— Exercise data —
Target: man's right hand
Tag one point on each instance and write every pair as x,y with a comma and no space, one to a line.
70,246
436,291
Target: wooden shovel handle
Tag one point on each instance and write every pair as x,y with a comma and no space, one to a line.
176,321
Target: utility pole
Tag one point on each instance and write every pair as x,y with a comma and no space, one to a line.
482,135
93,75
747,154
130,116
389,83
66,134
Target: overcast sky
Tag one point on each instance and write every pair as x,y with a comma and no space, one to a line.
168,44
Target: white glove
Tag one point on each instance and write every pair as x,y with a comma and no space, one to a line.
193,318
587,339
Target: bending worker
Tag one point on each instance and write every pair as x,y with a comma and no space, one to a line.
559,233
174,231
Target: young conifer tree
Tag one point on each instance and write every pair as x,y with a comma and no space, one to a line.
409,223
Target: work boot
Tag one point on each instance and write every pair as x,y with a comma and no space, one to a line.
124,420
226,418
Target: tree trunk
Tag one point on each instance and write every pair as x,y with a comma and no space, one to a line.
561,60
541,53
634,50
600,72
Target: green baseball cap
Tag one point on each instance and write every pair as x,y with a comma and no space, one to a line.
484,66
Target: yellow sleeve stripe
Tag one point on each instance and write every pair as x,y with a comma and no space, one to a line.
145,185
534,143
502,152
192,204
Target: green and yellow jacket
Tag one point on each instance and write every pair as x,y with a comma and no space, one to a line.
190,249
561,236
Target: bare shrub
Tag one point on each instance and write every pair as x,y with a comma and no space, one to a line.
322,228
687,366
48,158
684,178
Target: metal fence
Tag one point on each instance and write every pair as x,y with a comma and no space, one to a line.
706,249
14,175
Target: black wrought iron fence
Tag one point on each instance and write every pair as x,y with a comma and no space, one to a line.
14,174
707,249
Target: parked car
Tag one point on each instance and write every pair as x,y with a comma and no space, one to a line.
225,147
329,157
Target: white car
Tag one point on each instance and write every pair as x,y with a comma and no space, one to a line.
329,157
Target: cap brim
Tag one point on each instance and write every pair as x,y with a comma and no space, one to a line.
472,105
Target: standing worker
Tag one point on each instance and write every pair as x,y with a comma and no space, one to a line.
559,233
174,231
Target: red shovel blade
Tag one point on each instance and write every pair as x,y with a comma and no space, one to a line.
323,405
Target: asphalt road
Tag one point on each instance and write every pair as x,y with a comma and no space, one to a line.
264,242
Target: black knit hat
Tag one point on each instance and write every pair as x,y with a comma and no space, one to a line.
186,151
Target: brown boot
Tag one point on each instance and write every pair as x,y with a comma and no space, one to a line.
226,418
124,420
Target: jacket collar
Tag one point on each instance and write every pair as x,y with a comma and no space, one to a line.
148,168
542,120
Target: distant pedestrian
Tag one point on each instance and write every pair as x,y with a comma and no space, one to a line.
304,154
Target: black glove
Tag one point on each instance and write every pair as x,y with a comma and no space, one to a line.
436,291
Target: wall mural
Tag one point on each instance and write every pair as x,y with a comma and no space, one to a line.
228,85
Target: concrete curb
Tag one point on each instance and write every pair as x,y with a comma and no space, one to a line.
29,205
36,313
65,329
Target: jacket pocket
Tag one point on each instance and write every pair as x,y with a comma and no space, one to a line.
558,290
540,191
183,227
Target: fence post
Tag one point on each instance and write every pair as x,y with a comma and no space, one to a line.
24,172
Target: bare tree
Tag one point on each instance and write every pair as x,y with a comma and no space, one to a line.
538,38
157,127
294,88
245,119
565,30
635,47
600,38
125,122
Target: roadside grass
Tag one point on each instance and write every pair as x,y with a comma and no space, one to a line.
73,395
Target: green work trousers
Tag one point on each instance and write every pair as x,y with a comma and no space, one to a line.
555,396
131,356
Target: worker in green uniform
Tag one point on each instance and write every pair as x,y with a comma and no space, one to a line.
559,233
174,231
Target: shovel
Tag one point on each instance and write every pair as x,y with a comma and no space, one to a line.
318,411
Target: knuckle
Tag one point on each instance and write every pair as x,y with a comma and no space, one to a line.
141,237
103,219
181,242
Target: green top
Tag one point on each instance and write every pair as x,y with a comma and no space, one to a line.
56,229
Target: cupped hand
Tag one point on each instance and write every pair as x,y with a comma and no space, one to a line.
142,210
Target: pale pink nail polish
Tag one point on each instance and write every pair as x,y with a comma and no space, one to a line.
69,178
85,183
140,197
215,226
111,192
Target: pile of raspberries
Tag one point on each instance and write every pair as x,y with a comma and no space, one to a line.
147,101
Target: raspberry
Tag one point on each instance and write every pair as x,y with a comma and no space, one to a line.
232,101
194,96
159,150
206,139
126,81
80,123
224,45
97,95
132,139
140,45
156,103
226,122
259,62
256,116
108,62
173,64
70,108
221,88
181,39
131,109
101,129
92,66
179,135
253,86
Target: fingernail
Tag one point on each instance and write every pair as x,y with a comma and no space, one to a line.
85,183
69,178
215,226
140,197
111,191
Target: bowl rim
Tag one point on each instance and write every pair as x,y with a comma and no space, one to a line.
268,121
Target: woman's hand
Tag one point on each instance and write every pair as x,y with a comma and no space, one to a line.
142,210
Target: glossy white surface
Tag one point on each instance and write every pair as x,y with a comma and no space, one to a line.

— What this task involves —
What you write must be identical to the material above.

— Your solution —
Target: man's right hand
Tag one point on each instance and write every pair as x,y with a comma and no space, one to a line.
70,246
436,291
Target: wooden shovel handle
Tag one point on each instance and write every pair as x,y with a comma and no space, one to a line.
176,321
Target: utility pole
Tag one point on each instance and write every pair as x,y with a comma and no space, one to a line.
482,135
93,75
747,154
130,116
389,83
66,134
Target: overcast sky
Tag one point on each instance and write every pair as x,y with a comma and no space, one to a line.
168,44
Target: white glove
Tag one point on each instance and write every pair as x,y with a comma and no space, one to a line.
193,318
587,339
Target: bending worker
Tag one point on each instance and write every pair as x,y with a comma and no space, one to a line.
559,233
174,231
Target: young conifer tree
Tag one point on each instance and write every pair as x,y with a comma and no space, one to a line.
409,223
Target: work boot
Tag one point on each instance and write every pair as x,y with a comma and no space, one to a line.
124,420
226,418
Target: tree trunk
Tag one point on each instance and write every pair as x,y with a comma and no space, one to a line.
561,60
541,53
634,50
600,72
Target: green baseball cap
Tag one point on each instance and write every pair as x,y with a comma and no space, one to a line.
484,66
Target: yellow sleeve stripe
Tag one point on each instance and write every pair as x,y with a comma and no space, one to a line.
145,185
534,143
502,152
192,204
Target: green and yellow jacket
Tag one point on each instance and write every pair as x,y with a comma and no space, one to a line.
190,249
561,236
Target: bare shrub
Tag one point on each instance and write every pair as x,y with a comma and no space, one to a line.
322,228
687,366
48,158
684,178
Target: metal fence
Tag one point on each instance and write every pair as x,y with a comma and no space, one to a line.
706,249
14,175
Target: black wrought iron fence
Tag one point on each instance and write every pair as x,y with a comma and no space, one to a line.
14,174
707,249
Target: parked car
Tag one point on each instance and write every pair as x,y with a comma and no space, one to a line.
225,147
329,157
Target: white car
Tag one point on each instance and write every pair as x,y with a comma and no space, one to a line.
329,157
Target: cap brim
Tag one point on each instance and write every pair as x,y with a comma and no space, one to a line.
472,105
Target: standing worker
Tag one point on each instance and write every pair as x,y with a comma and no space, one to a line.
559,233
174,231
Target: red shovel blade
Tag one point on each instance and write every pair as x,y with a comma and no space, one to a line.
323,405
Target: asphalt road
Tag one point on each instance and write every pair as x,y with a comma and no space, one to a line.
264,242
Target: black knit hat
Tag one point on each instance and write every pair as x,y with a comma and no space, one to a line.
186,151
Target: brown boot
Tag one point on each instance and write every pair as x,y with a comma and no space, one to a line.
226,418
124,420
Target: jacket collar
Tag one point on each instance and write every pair as x,y with a comma and no space, one to a line.
148,168
542,120
Target: distant pedestrian
Tag one point on each instance and write every pair as x,y with a comma and no space, one to a line.
304,154
Target: black glove
Tag one point on each instance and write every pair as x,y with a comma and no space, one to a line.
436,291
Target: wall mural
Tag one point on each instance and write every pair as x,y with a comma and no space, one to a line.
228,85
Target: concrete curb
Tag one point on each instance and write every pair as x,y with a comma and no space, one to a line.
29,205
36,313
65,329
Target: jacket pocket
Tag one point on each instance and write every pair as x,y with a comma and no space, one to a line.
558,290
540,191
183,227
Target: fence post
Tag one point on each instance and write every pair as x,y with a comma and no space, one to a line.
24,172
Target: bare tree
Tag one point on each instance and write every pair as x,y with a comma and no space, one to a line.
538,38
157,127
294,88
245,119
565,30
635,47
600,38
125,122
Target: roadside grass
Tag one point on each instance and write every pair as x,y with a comma and no space, one to a line.
73,395
Target: green work trousers
Tag one point on each instance and write every pair as x,y with a comma and no space, one to a line.
555,396
131,356
Target: worker in green uniform
Tag one point on each instance and write every pair as x,y with a comma and no space, one to a line.
559,233
174,231
Target: shovel
Tag one point on each instance and write every pair as x,y with a comma and no space, one to a line.
318,411
Target: knuckle
Tag one point on each instance and write every pair as x,y with a comma and no space, one to a line.
141,237
103,219
181,242
Target: green top
Tag one point on each instance and write every pair as x,y with a comma and no space, one to a line.
56,229
Target: cupped hand
Tag one point on each instance and write every pair as x,y with a comma and no space, one to a line.
142,210
Target: pale pink nail polish
Tag one point on each instance and write every pair as x,y with a comma and no space, one to a line.
69,178
85,183
140,197
215,226
111,192
Target: pile of raspberries
Tag one point on each instance and write every pair as x,y with a comma and no space, one to a line.
147,101
Target: raspberry
Tag one point on each instance and write every pair as x,y with a comma and no space, one to a line.
232,101
194,96
159,150
206,139
126,81
80,123
224,45
97,95
132,139
140,45
156,103
226,122
259,62
256,116
108,62
173,64
70,108
221,88
181,39
131,109
101,129
92,66
179,135
253,86
Target: fingernail
Tag one point on each instance and write every pair as x,y with a comma and no space, one to a line.
85,183
69,178
215,226
140,197
111,191
Target: bowl rim
Tag one point on each instance and write every pair as x,y with a comma and no space, one to a line.
268,121
Target: woman's hand
Tag one point on each instance and write every pair as x,y with a comma and no space, one to a line.
142,210
Target: glossy white surface
Tag one point on each instance and write every pair as x,y with a comma and no space, one to a line.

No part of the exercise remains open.